[[ MATERIALS PROVIDED, beginning ]]
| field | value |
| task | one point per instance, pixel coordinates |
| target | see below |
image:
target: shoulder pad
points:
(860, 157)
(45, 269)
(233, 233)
[[ MATERIALS PROVIDED, end ]]
▶ [EXERCISE] Tally the lines that hold the word "target" in the listing, and give the tally with nothing else.

▶ [COMPLETED TASK] 2